▶ **Stated exercise**
Copy the rows below without any change, starting with the row that contains "Q: Where is a point on each instance of the weathered" and going on through the row that contains "x=289, y=198". Include both of those rows and nothing outside them.

▶ **Records for this exercise**

>>>

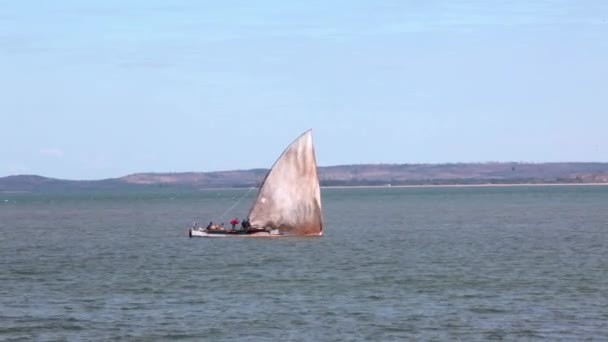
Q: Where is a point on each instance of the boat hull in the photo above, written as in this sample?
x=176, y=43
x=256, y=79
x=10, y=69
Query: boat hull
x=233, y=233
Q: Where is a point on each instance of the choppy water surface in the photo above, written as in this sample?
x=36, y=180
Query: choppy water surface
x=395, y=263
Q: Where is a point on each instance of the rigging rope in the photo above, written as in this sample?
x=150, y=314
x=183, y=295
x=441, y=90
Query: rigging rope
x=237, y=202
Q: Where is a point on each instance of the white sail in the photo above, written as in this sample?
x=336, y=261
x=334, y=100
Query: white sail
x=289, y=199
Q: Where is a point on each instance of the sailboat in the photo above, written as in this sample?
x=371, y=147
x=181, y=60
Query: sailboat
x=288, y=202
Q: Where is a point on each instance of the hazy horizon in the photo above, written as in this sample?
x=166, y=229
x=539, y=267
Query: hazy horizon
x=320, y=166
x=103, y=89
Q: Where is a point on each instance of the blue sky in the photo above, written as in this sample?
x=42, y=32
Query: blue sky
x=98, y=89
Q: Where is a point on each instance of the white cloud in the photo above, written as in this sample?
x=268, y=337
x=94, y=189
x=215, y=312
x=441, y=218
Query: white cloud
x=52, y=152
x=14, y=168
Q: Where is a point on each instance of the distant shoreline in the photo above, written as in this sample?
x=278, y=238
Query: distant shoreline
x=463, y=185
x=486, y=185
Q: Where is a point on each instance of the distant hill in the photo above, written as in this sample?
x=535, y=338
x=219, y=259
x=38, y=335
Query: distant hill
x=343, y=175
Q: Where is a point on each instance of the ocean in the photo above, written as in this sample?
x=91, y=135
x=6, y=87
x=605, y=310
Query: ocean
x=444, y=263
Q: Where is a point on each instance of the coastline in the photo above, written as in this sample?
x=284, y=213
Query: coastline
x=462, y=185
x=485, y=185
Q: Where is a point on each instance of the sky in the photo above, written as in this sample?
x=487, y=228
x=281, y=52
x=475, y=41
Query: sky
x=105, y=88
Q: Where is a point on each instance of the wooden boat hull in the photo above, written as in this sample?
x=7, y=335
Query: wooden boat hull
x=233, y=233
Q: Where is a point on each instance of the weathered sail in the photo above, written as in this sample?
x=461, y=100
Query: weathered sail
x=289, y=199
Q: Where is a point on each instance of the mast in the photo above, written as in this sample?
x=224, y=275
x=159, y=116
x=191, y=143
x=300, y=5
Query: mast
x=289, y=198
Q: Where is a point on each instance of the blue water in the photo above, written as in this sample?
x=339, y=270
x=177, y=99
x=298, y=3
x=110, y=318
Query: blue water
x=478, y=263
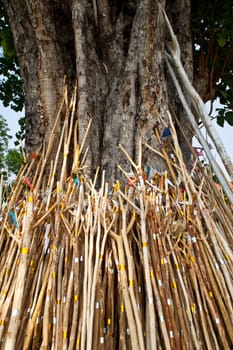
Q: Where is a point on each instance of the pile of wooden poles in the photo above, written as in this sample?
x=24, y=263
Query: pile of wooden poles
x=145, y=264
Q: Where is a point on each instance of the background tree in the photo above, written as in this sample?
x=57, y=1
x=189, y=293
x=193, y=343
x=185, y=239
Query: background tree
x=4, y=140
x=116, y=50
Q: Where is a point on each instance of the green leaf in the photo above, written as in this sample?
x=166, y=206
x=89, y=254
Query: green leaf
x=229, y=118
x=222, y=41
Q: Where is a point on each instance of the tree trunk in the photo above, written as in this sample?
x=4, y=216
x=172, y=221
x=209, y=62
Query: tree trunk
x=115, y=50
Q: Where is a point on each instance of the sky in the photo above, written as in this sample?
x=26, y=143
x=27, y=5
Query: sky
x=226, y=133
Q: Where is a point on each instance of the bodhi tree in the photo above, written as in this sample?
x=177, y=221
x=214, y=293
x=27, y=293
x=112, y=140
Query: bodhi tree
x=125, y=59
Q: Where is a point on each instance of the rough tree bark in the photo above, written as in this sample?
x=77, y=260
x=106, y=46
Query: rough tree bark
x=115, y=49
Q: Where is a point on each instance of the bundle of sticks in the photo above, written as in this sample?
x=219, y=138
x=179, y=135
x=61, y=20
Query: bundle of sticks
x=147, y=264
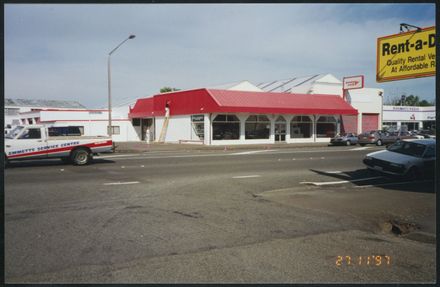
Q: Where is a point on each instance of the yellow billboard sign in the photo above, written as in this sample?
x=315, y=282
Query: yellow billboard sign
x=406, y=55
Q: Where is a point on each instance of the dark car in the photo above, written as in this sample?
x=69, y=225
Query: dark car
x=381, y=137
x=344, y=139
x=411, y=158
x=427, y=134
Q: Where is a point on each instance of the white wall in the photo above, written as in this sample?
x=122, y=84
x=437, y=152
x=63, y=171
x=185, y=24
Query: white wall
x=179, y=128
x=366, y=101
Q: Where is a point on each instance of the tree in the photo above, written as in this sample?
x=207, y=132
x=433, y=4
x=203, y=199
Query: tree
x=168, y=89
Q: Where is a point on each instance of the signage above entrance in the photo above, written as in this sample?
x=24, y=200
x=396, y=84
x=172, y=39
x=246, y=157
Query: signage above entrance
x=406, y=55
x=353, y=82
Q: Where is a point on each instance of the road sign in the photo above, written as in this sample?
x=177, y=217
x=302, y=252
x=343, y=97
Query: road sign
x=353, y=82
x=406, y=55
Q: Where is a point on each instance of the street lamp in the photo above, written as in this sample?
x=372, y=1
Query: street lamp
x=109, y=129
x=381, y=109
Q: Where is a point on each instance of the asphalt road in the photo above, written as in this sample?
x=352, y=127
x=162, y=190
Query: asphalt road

<<<
>>>

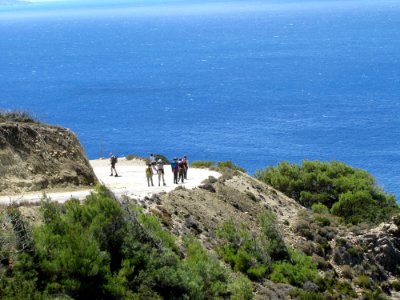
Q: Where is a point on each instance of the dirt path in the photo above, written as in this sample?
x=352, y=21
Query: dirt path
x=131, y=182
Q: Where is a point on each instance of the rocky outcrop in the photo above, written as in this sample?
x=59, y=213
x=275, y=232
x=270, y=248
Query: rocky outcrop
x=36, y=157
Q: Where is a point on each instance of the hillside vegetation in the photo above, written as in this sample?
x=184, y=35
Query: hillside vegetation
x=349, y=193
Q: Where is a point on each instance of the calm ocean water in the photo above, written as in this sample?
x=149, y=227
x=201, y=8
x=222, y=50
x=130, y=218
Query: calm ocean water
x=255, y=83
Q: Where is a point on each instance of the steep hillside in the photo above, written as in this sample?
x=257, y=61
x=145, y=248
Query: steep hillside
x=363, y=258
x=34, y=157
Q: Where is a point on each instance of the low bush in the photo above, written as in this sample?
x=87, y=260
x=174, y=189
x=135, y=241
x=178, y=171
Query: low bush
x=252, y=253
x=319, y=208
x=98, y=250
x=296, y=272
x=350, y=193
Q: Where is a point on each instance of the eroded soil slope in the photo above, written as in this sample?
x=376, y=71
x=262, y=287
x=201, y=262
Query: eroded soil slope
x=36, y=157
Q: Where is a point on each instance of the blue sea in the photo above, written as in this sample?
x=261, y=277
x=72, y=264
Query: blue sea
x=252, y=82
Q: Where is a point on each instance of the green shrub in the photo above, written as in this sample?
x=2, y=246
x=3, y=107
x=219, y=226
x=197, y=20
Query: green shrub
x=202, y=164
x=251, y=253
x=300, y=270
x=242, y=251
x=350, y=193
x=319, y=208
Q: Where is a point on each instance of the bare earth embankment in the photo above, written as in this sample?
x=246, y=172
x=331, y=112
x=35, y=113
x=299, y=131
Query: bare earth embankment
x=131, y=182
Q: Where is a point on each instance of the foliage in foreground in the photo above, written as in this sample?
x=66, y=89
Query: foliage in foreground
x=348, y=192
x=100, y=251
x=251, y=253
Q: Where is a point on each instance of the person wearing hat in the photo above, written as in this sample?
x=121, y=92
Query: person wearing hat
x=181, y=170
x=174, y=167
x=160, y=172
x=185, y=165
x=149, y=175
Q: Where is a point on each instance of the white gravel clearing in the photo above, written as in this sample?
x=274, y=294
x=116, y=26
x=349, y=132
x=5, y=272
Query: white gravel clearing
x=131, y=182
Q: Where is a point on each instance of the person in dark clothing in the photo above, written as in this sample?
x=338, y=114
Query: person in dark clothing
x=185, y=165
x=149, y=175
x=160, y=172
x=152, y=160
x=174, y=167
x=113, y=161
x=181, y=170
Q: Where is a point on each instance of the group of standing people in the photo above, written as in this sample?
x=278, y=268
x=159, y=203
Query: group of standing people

<<<

▶ **Answer to the exercise**
Q: Where is a point on each instance of the weathered sail in the photo above, written as in this sample?
x=461, y=100
Query: weathered sail
x=289, y=199
Q: Where is a point on each instance of the mast in the photo above, written as in this sample?
x=224, y=275
x=159, y=116
x=191, y=143
x=300, y=5
Query: mast
x=289, y=198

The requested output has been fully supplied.